Star Maps is a 1997 American drama film co-written and directed by Miguel Arteta and starring Douglas Spain. The film is the directorial debut of Miguel Arteta, and it was first presented at the Sundance Film Festival. It was a critical hit, receiving five Independent Spirit Award nominations, including Best First Feature and Best First Screenplay.

Synopsis
This allegorical tale concerns the gap that exists between East and West Los Angeles as Latino kids try to pursue the American Dream. After five years of living in Mexico, an 18-year-old youth returns to Los Angeles with aspirations of becoming a movie star. At the urging of his father, a pimp who sells maps to stars' homes as a cover, the young man turns to hustling as a way to meet Hollywood insiders. Things start to look up when he hooks up with the producer of the popular daytime soap opera Carmel County. However his overbearing father and his mentally unstable mother threaten to get in the way of his dreams.

Cast
 Douglas Spain as Carlos Amado
 Efrain Figueroa as Pepe Amato
 Kandeyce Jorden as Jennifer Upland
 Lysa Flores as Maria Amato
 Annette Murphy as Letti
 Martha Veléz as Teressa Amato
 Robin Thomas as Martin
 Vincent Chandler as Juancito Amato
 Al Vincente as Fred Marin
 Zak Penn as Carmel County Writer
 Mike White as Carmel County Writer
 Michael Peña as Star Map Boy
 Caesar Garcia as Star Map Boy

Production
The director, Miguel Arteta, came to the US from Puerto Rico at the age of 16. He described Star Maps as the "worst idea" a first time filmmaker could attempt, due to its large number of characters and locations, as well as the unorthodox subject matter. Arteta met the movie's producer Matthew Greenfield while studying film at Wesleyan University. The duo initially tried to convince people in Hollywood to fund the film. However, in the end, it would be financed to the tune of $90,000 by a group of 15 private investors. The first investor they found committed $50,000 to the project. At this point, Arteta and Greenfield went ahead with casting and location scouting. It took a year for them to attain the remaining $40,000. Once they did, they began shooting the movie. The cast and crew primarily consisted of friends, due to the project's financial limitations.

REQUEST A:
For each statement, answer yes or no to whether it agrees with the film article, and quote the words that decide it: (i) The film was paid for by a group of 15 private investors. (ii) The young man in the synopsis returns to Los Angeles after living in Puerto Rico. (iii) The first investor committed $40,000 to the project.
The rows below are unrelated to the film article above.

AVAILABLE RECORDS:
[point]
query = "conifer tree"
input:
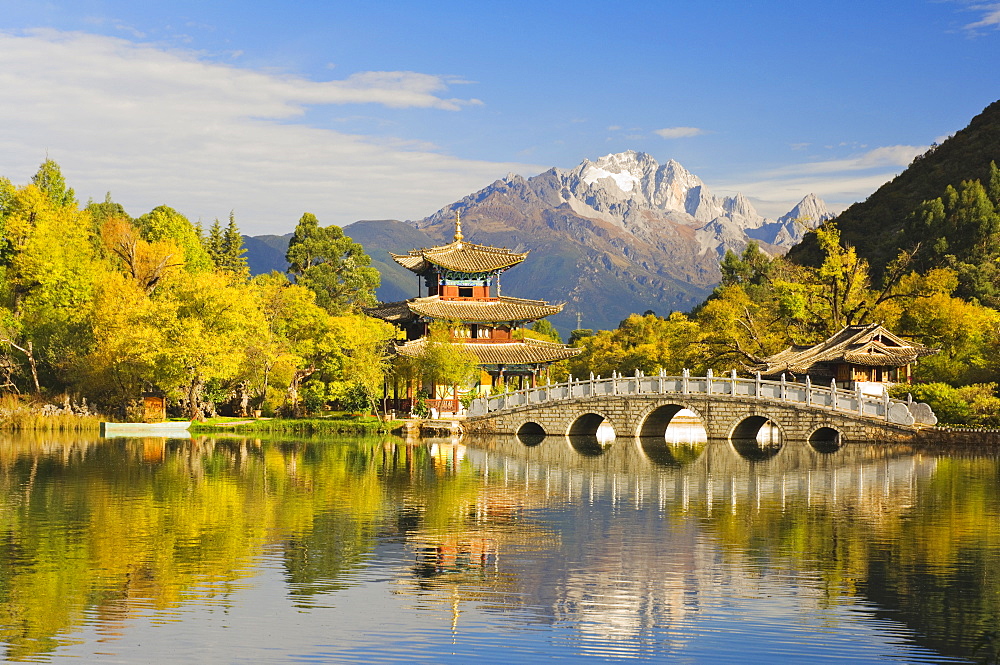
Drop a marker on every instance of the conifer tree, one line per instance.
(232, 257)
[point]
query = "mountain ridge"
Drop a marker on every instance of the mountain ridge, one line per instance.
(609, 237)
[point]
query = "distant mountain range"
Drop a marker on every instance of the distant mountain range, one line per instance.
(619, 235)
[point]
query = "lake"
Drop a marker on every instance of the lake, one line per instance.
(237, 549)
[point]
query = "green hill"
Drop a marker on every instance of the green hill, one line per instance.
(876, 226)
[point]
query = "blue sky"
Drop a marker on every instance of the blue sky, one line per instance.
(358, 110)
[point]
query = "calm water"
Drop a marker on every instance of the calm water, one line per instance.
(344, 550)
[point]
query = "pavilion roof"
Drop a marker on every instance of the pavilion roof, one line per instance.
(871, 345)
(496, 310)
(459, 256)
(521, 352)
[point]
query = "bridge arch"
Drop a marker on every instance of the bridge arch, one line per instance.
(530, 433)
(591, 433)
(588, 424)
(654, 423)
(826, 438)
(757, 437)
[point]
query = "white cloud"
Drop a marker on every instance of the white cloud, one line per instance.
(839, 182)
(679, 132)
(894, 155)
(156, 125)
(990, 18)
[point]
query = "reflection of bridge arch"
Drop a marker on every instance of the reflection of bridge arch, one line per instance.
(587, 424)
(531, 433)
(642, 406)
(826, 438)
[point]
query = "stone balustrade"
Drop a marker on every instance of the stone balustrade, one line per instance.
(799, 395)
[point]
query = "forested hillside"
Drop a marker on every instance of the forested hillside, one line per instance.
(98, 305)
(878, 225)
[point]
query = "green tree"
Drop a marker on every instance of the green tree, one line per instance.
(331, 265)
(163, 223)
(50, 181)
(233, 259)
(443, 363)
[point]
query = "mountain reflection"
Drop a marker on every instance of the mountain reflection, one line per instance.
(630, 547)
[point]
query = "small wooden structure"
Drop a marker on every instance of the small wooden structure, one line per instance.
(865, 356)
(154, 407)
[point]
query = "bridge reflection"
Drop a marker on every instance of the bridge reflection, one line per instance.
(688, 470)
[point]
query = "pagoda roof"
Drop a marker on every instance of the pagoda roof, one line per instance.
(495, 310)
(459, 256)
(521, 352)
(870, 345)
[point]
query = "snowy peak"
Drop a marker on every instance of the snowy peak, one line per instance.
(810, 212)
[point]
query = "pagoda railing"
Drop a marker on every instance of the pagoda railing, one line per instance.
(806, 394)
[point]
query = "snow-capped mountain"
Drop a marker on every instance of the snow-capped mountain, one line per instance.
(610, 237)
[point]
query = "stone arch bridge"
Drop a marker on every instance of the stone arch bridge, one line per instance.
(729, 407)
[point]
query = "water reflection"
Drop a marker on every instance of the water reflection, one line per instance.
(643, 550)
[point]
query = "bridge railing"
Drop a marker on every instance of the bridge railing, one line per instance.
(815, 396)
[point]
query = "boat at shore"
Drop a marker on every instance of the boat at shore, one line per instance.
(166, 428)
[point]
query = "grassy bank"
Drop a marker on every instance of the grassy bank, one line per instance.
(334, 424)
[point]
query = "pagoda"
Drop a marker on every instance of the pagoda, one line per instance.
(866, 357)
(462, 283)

REQUEST B:
Select every line of the rows that contains the string "peak", and copy each one. Case counts.

RIGHT ANSWER A:
(i) Yes: "it would be financed to the tune of $90,000 by a group of 15 private investors"
(ii) No: "After five years of living in Mexico, an 18-year-old youth returns to Los Angeles"
(iii) No: "The first investor they found committed $50,000 to the project."

RIGHT ANSWER B:
query = "snowy peak"
Drop a marker on every instance of the snowy peak, one line per instance.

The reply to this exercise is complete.